### Problem statement
Return, character for character, the lines from the one bearing "the firefighter in" through the end of the material. Omit everything before that line.
#####
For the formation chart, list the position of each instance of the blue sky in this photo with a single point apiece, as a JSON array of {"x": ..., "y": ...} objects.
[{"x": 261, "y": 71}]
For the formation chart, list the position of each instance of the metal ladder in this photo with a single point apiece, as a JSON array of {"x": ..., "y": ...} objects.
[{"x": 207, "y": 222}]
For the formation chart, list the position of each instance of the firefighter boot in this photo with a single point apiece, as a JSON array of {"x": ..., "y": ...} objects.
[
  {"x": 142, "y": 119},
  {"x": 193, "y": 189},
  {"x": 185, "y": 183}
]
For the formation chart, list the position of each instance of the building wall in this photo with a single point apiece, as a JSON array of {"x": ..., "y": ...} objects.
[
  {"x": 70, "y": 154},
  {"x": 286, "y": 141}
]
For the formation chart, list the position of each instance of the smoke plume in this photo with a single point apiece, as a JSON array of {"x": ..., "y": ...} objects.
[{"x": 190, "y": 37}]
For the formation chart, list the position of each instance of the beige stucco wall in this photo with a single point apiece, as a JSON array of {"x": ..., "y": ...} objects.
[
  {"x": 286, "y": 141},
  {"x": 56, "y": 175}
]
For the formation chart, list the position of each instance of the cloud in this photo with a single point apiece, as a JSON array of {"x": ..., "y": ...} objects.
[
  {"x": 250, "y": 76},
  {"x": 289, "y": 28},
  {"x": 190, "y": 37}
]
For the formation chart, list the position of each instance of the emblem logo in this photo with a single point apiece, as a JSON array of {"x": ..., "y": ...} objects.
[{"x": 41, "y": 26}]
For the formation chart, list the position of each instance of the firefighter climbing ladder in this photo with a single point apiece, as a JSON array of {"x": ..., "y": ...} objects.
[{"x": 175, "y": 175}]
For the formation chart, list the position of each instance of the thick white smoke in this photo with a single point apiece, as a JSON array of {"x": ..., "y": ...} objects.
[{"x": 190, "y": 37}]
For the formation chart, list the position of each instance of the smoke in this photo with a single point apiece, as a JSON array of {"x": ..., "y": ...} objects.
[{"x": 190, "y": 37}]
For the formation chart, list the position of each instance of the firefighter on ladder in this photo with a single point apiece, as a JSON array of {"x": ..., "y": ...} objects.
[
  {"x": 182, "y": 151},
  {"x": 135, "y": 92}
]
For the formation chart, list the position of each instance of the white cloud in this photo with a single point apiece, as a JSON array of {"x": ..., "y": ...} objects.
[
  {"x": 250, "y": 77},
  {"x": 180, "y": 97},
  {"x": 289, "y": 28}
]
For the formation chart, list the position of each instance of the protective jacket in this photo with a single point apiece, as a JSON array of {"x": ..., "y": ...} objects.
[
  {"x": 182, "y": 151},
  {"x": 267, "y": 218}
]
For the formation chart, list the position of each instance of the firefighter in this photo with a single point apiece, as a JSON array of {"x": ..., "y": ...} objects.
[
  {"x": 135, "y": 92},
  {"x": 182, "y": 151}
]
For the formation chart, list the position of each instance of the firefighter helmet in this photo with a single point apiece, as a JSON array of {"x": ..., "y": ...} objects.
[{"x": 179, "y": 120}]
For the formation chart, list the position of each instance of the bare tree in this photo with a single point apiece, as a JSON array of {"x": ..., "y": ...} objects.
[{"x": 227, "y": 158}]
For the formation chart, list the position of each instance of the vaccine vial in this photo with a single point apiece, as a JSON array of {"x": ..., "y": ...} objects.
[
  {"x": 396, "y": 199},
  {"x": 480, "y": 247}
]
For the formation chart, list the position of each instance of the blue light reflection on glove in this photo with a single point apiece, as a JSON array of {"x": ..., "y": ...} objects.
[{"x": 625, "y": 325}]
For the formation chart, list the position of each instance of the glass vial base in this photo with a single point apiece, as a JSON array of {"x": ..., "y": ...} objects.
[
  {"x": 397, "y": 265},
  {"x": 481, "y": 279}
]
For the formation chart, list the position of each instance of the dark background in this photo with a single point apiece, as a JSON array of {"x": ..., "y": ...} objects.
#####
### Result
For the formation chart, list the position of each instance of the firefighter in this photo with a single point apiece, as a JSON array of {"x": ..., "y": ...} objects.
[
  {"x": 135, "y": 92},
  {"x": 182, "y": 151}
]
For the formation chart, list the position of each instance of the firefighter helmet in this photo with a single point apiece, as a JSON array of {"x": ..., "y": ...} objects.
[{"x": 179, "y": 120}]
For the formation chart, list the position of each instance of the bare tree in this photo with a single point apiece, as a JSON array of {"x": ..., "y": ...} objects.
[{"x": 227, "y": 158}]
For the formation chart, list the position of each instance of the vaccine vial in this photo with a single point apiece, as a JSON array of {"x": ..., "y": ...} objects.
[
  {"x": 396, "y": 199},
  {"x": 480, "y": 247}
]
For the formation chart, list the position of each instance of the blue light reflection on glove in this photo with a single point apiece, as a JSON array of {"x": ..., "y": ...} objects.
[{"x": 625, "y": 325}]
For the formation chart, list the position of each instance of the glass vial base in this photo with a single point apiece, as a JSON array of {"x": ..., "y": ...} objects.
[
  {"x": 397, "y": 265},
  {"x": 481, "y": 279}
]
For the formation chart, list the position of each instance of the dark background in this photo with a single point apiece, as a JSON array of {"x": ..., "y": ...} objects.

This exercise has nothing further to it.